• What you have to do: Copy the part of the passage on Horvat's economic argument between "Horvat assumes that" and "unrealistic and unrealizable.", inclusive, word for word.

Economically, Horvat’s argument is no more valid than it is sociologically. He is in favor of “full cost pricing” as opposed to “marginal pricing.” He sets up a commonplace “guiding principle” – “the price should be set so as to equalize demand with supply” – (p.30) and then jumps to a rather far-reaching conclusion: “Provided that the institutional set-up insures an identity of interests of the firm and the community, profit becomes a device for a continual correcting of productive choices in the direction of achieving maximum economic efficiency.” (p.30) Consumers “exercise their free choices within the restraints of their income and their scales of preferences. This suffices to determine the price system … Following the profit maximization rule, consumer goods industries combine their input in the most economic way and so transmit consumers’ choices to producer goods industries; the latter transmit them further to each other and back to consumer goods industries. In this way, the total price-output structure of the economy is being continually determined.” (p.31)
Horvat – a Yugoslav Communist after all! – accepts only one limitation on this rather incredible imitation of the illusive “perfect” market of bourgeois liberals – that is the role of the central planning board as a periodical price adjuster (to prevent exploding cobwebs, if pure market adjustment is followed), and as a corrector of consumer “irrationality” (prohibition of drugs and liquors; subsidies for publishing books; compulsory education and free health service). What emerges resembles a bourgeois welfare state more than a socialist economy.
Horvat assumes that the profit of self-managing autonomous productive units can become a device for a continual correcting of productive choices in the direction of achieving maximum economic efficiency. But this basic assumption is unrealistic and unrealizable.
From the moment the income of the firm (and its workers) depends to a large extent upon the firm’s profit realized through competition, it is impossible to ensure an “identity of interests of the firm and of the community.” For the interest of the firm is then obviously maximization of the firm’s profit, and this is by no means identical with maximization of national income or social welfare.
In cases where the firm enjoys a monopolistic or quasi-monopolistic position, it will tend to raise its selling price, enabling it to “equalize demand and supply” at the expense of consumer satisfaction of thousands of millions of citizens. In cases where there are one or a few big units and a number of smaller ones in the same branch of industry, competition and cooperation (price leadership!) will rapidly lead to a situation similar to that of the monopolized industry. In cases where the producing units are many and only medium-sized, fierce competition is likely to cut prices to the point of forcing many units out of the market altogether, which then entails large losses of costly machinery and large-scale unemployment. In cases where maximization of the firm’s profits leads it to export all or the main part of its production, the result may very well be lack of raw material or equipment for other firms, forcing the latter to operate at low levels and entailing huge losses of social output and income.

• Provided data:
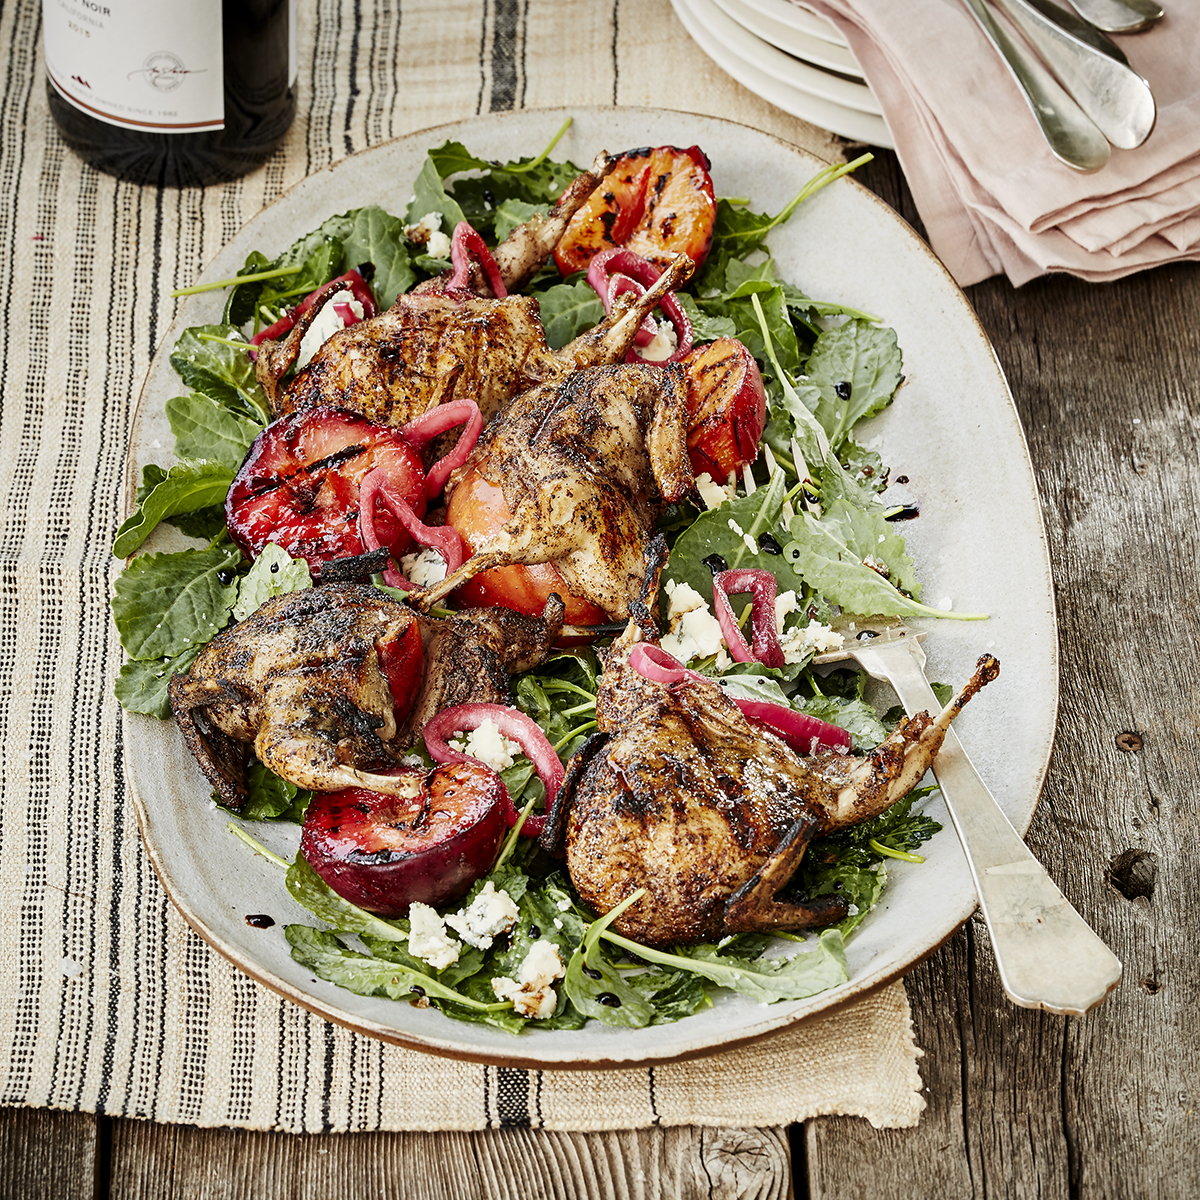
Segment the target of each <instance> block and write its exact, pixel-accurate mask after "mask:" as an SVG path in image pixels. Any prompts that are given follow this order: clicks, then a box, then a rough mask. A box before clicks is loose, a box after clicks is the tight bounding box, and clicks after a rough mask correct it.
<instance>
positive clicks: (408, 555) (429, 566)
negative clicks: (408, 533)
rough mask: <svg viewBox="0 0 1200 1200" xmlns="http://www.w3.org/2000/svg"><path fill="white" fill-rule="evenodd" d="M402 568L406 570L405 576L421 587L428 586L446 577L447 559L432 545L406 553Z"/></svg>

• Result for this task:
Horvat assumes that the profit of self-managing autonomous productive units can become a device for a continual correcting of productive choices in the direction of achieving maximum economic efficiency. But this basic assumption is unrealistic and unrealizable.